Task statement:
Nothing but the records, transcribed verbatim and stripped of images, should appear in the answer.

Input records:
——
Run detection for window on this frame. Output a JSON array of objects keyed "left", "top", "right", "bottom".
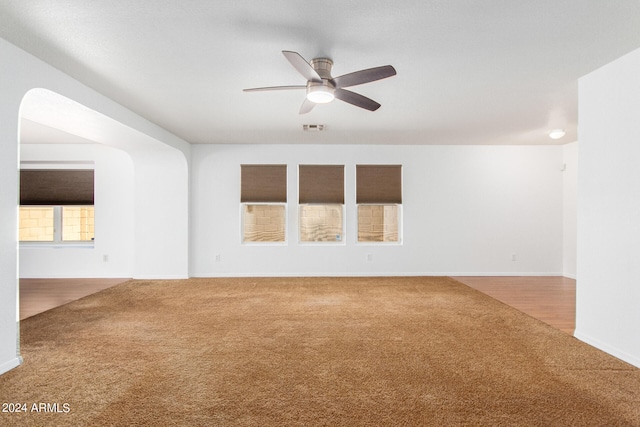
[
  {"left": 19, "top": 207, "right": 54, "bottom": 241},
  {"left": 19, "top": 206, "right": 95, "bottom": 242},
  {"left": 241, "top": 165, "right": 287, "bottom": 243},
  {"left": 356, "top": 165, "right": 402, "bottom": 243},
  {"left": 357, "top": 205, "right": 399, "bottom": 242},
  {"left": 299, "top": 165, "right": 344, "bottom": 242},
  {"left": 242, "top": 204, "right": 286, "bottom": 242},
  {"left": 19, "top": 168, "right": 95, "bottom": 244},
  {"left": 62, "top": 206, "right": 94, "bottom": 241}
]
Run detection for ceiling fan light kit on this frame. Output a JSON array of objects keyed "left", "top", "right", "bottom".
[
  {"left": 243, "top": 50, "right": 396, "bottom": 114},
  {"left": 306, "top": 82, "right": 335, "bottom": 103}
]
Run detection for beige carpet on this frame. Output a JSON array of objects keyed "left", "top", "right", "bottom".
[{"left": 1, "top": 276, "right": 638, "bottom": 426}]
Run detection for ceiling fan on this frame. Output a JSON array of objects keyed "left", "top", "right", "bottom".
[{"left": 243, "top": 50, "right": 396, "bottom": 114}]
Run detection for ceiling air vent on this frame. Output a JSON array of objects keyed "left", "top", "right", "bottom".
[{"left": 303, "top": 124, "right": 325, "bottom": 132}]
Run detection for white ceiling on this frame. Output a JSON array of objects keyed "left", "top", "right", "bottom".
[{"left": 3, "top": 1, "right": 640, "bottom": 146}]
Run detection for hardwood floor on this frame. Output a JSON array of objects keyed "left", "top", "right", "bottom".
[
  {"left": 453, "top": 276, "right": 576, "bottom": 334},
  {"left": 18, "top": 276, "right": 576, "bottom": 335},
  {"left": 19, "top": 278, "right": 130, "bottom": 320}
]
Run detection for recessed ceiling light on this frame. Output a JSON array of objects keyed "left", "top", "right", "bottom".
[{"left": 549, "top": 129, "right": 566, "bottom": 140}]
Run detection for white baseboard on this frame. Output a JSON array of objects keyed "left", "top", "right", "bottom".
[
  {"left": 21, "top": 271, "right": 573, "bottom": 279},
  {"left": 0, "top": 356, "right": 22, "bottom": 376},
  {"left": 132, "top": 275, "right": 189, "bottom": 280},
  {"left": 190, "top": 271, "right": 567, "bottom": 278},
  {"left": 20, "top": 274, "right": 132, "bottom": 279},
  {"left": 444, "top": 272, "right": 565, "bottom": 277},
  {"left": 573, "top": 330, "right": 640, "bottom": 369}
]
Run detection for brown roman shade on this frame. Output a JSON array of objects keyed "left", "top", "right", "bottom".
[
  {"left": 241, "top": 165, "right": 287, "bottom": 203},
  {"left": 299, "top": 165, "right": 344, "bottom": 204},
  {"left": 356, "top": 165, "right": 402, "bottom": 204},
  {"left": 20, "top": 169, "right": 95, "bottom": 205}
]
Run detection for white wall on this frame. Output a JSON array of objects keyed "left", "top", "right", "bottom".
[
  {"left": 0, "top": 37, "right": 190, "bottom": 375},
  {"left": 576, "top": 47, "right": 640, "bottom": 368},
  {"left": 19, "top": 88, "right": 192, "bottom": 280},
  {"left": 0, "top": 46, "right": 22, "bottom": 377},
  {"left": 19, "top": 144, "right": 135, "bottom": 278},
  {"left": 190, "top": 144, "right": 565, "bottom": 277},
  {"left": 562, "top": 141, "right": 578, "bottom": 278}
]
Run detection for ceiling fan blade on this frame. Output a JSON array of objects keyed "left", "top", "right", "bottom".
[
  {"left": 332, "top": 65, "right": 397, "bottom": 88},
  {"left": 282, "top": 50, "right": 322, "bottom": 82},
  {"left": 334, "top": 88, "right": 381, "bottom": 111},
  {"left": 243, "top": 85, "right": 306, "bottom": 92},
  {"left": 299, "top": 98, "right": 315, "bottom": 114}
]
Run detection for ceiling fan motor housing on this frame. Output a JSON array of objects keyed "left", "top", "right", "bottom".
[{"left": 310, "top": 58, "right": 334, "bottom": 79}]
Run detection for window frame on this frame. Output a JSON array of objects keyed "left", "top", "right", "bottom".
[
  {"left": 298, "top": 164, "right": 346, "bottom": 245},
  {"left": 240, "top": 164, "right": 288, "bottom": 245},
  {"left": 355, "top": 165, "right": 403, "bottom": 245},
  {"left": 19, "top": 162, "right": 95, "bottom": 248}
]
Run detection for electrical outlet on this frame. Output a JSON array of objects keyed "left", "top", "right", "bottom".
[
  {"left": 511, "top": 254, "right": 517, "bottom": 261},
  {"left": 103, "top": 254, "right": 109, "bottom": 262},
  {"left": 215, "top": 254, "right": 221, "bottom": 262},
  {"left": 367, "top": 254, "right": 373, "bottom": 262}
]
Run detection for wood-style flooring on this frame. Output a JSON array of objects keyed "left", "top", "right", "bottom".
[
  {"left": 19, "top": 276, "right": 576, "bottom": 335},
  {"left": 19, "top": 278, "right": 130, "bottom": 320},
  {"left": 453, "top": 276, "right": 576, "bottom": 334}
]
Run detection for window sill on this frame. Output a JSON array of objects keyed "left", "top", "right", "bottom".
[
  {"left": 241, "top": 241, "right": 288, "bottom": 246},
  {"left": 356, "top": 241, "right": 402, "bottom": 246},
  {"left": 19, "top": 242, "right": 95, "bottom": 249},
  {"left": 298, "top": 240, "right": 347, "bottom": 246}
]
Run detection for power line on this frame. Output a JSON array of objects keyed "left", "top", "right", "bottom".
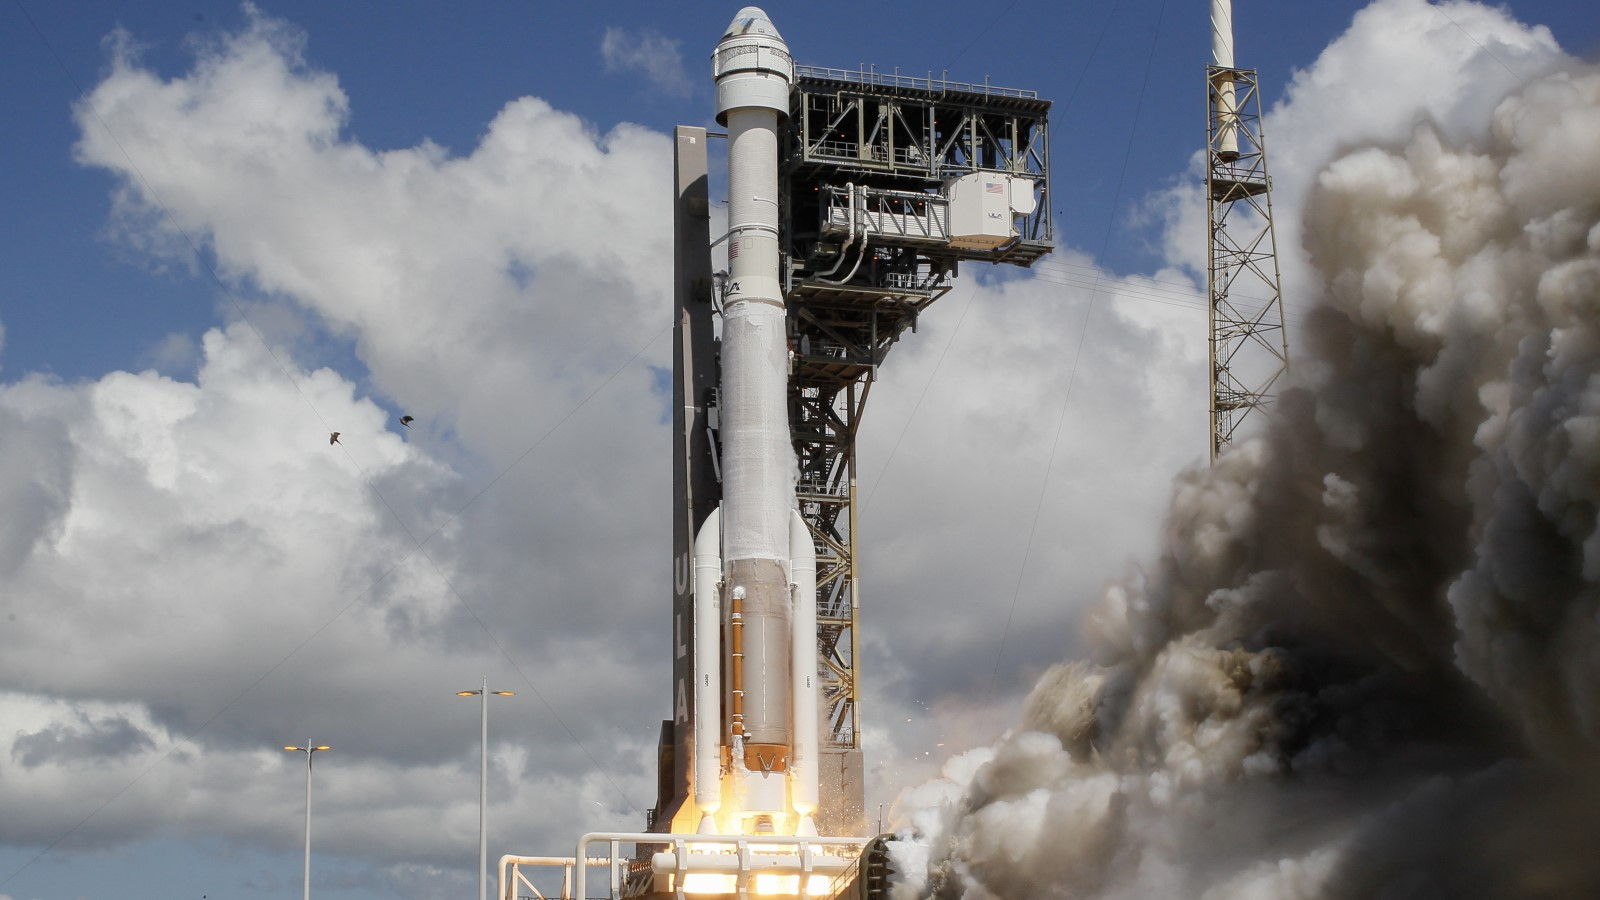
[
  {"left": 1432, "top": 4, "right": 1525, "bottom": 81},
  {"left": 860, "top": 281, "right": 975, "bottom": 510},
  {"left": 988, "top": 0, "right": 1171, "bottom": 700},
  {"left": 1030, "top": 268, "right": 1312, "bottom": 328},
  {"left": 864, "top": 0, "right": 1131, "bottom": 510},
  {"left": 946, "top": 0, "right": 1025, "bottom": 68},
  {"left": 3, "top": 5, "right": 652, "bottom": 886},
  {"left": 1034, "top": 256, "right": 1316, "bottom": 312}
]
——
Answer box:
Run detection for window on this frame. Output a JSON array of objects keyed "left", "top", "right", "bottom".
[
  {"left": 19, "top": 207, "right": 54, "bottom": 241},
  {"left": 19, "top": 206, "right": 95, "bottom": 242},
  {"left": 241, "top": 165, "right": 287, "bottom": 243},
  {"left": 356, "top": 165, "right": 402, "bottom": 243},
  {"left": 357, "top": 205, "right": 399, "bottom": 242},
  {"left": 299, "top": 165, "right": 344, "bottom": 242},
  {"left": 242, "top": 204, "right": 286, "bottom": 242},
  {"left": 19, "top": 168, "right": 95, "bottom": 244},
  {"left": 62, "top": 206, "right": 94, "bottom": 241}
]
Run detection for ceiling fan light kit on this frame. Output a JSON array of objects keyed "left", "top", "right", "bottom".
[
  {"left": 243, "top": 50, "right": 396, "bottom": 114},
  {"left": 306, "top": 82, "right": 335, "bottom": 103}
]
Run detection for beige carpet on this frame. Output a JSON array of objects keyed "left", "top", "right", "bottom".
[{"left": 1, "top": 276, "right": 638, "bottom": 426}]
Run detection for ceiling fan on this frame. Output a JSON array of objects keyed "left", "top", "right", "bottom".
[{"left": 243, "top": 50, "right": 396, "bottom": 114}]
Run detection for ceiling air vent on this frame. Output a JSON array of objects keyed "left", "top", "right", "bottom".
[{"left": 303, "top": 124, "right": 325, "bottom": 132}]
Run detection for white ceiling on this frame. Output a JSON array of objects keyed "left", "top", "right", "bottom".
[{"left": 3, "top": 1, "right": 640, "bottom": 146}]
Run detection for hardwood floor on this frame. Output a JSON array of objects keyed "left", "top", "right", "bottom".
[
  {"left": 453, "top": 276, "right": 576, "bottom": 334},
  {"left": 18, "top": 276, "right": 576, "bottom": 335},
  {"left": 19, "top": 278, "right": 130, "bottom": 320}
]
Run detection for recessed ceiling light on this frame. Output a JSON array of objects keyed "left", "top", "right", "bottom".
[{"left": 549, "top": 129, "right": 566, "bottom": 140}]
Run detection for white baseboard on this frame. Output a JSON array of objects keyed "left", "top", "right", "bottom".
[
  {"left": 21, "top": 271, "right": 573, "bottom": 279},
  {"left": 0, "top": 356, "right": 22, "bottom": 376},
  {"left": 132, "top": 275, "right": 189, "bottom": 280},
  {"left": 190, "top": 271, "right": 567, "bottom": 278},
  {"left": 20, "top": 274, "right": 132, "bottom": 279},
  {"left": 444, "top": 272, "right": 565, "bottom": 277},
  {"left": 573, "top": 330, "right": 640, "bottom": 369}
]
Run detection for brown roman shade on this frame. Output a JSON array of objects keyed "left", "top", "right", "bottom".
[
  {"left": 241, "top": 165, "right": 287, "bottom": 203},
  {"left": 299, "top": 165, "right": 344, "bottom": 204},
  {"left": 356, "top": 165, "right": 402, "bottom": 204},
  {"left": 20, "top": 169, "right": 95, "bottom": 205}
]
Run detection for white wall on this frame. Output a JSON array of objects keyed "left", "top", "right", "bottom".
[
  {"left": 0, "top": 37, "right": 190, "bottom": 375},
  {"left": 576, "top": 47, "right": 640, "bottom": 368},
  {"left": 19, "top": 88, "right": 192, "bottom": 280},
  {"left": 0, "top": 46, "right": 22, "bottom": 377},
  {"left": 19, "top": 144, "right": 135, "bottom": 278},
  {"left": 190, "top": 144, "right": 565, "bottom": 277},
  {"left": 562, "top": 141, "right": 578, "bottom": 278}
]
Run detection for ceiling fan blade on this frame. Output a JSON array of objects keyed "left", "top", "right", "bottom".
[
  {"left": 332, "top": 65, "right": 397, "bottom": 88},
  {"left": 282, "top": 50, "right": 322, "bottom": 82},
  {"left": 334, "top": 88, "right": 381, "bottom": 111},
  {"left": 243, "top": 85, "right": 306, "bottom": 92},
  {"left": 299, "top": 98, "right": 315, "bottom": 114}
]
Run detection for ceiling fan motor housing on this frame. Output a JSON array of objects keyed "left", "top", "right", "bottom".
[{"left": 310, "top": 58, "right": 334, "bottom": 79}]
Run detection for window frame on this frame. Output a JSON array of objects keyed "left", "top", "right", "bottom".
[
  {"left": 298, "top": 164, "right": 346, "bottom": 245},
  {"left": 240, "top": 164, "right": 288, "bottom": 245},
  {"left": 355, "top": 165, "right": 403, "bottom": 245},
  {"left": 19, "top": 162, "right": 95, "bottom": 248}
]
Run detection for electrical outlet on this frame. Output a JSON array of objects keyed "left", "top", "right", "bottom".
[
  {"left": 511, "top": 254, "right": 517, "bottom": 261},
  {"left": 103, "top": 254, "right": 109, "bottom": 262},
  {"left": 215, "top": 254, "right": 221, "bottom": 262},
  {"left": 367, "top": 254, "right": 373, "bottom": 262}
]
Run detection for wood-style flooring on this frame. Output a JSON array of objects keyed "left", "top", "right", "bottom".
[
  {"left": 19, "top": 276, "right": 576, "bottom": 335},
  {"left": 19, "top": 278, "right": 130, "bottom": 320},
  {"left": 453, "top": 276, "right": 576, "bottom": 334}
]
Run detection for window sill on this frame. Output a JSON array of objects keyed "left", "top", "right", "bottom".
[
  {"left": 241, "top": 241, "right": 288, "bottom": 246},
  {"left": 356, "top": 241, "right": 402, "bottom": 246},
  {"left": 19, "top": 242, "right": 95, "bottom": 249},
  {"left": 298, "top": 240, "right": 347, "bottom": 246}
]
Run detection for power line on this frame. Output a JSON array of objects keyed "left", "top", "right", "bottom".
[
  {"left": 1432, "top": 4, "right": 1525, "bottom": 81},
  {"left": 860, "top": 281, "right": 975, "bottom": 510},
  {"left": 988, "top": 0, "right": 1171, "bottom": 700},
  {"left": 1030, "top": 268, "right": 1312, "bottom": 328},
  {"left": 864, "top": 0, "right": 1131, "bottom": 510},
  {"left": 946, "top": 0, "right": 1025, "bottom": 68},
  {"left": 3, "top": 5, "right": 652, "bottom": 886},
  {"left": 1034, "top": 256, "right": 1316, "bottom": 312}
]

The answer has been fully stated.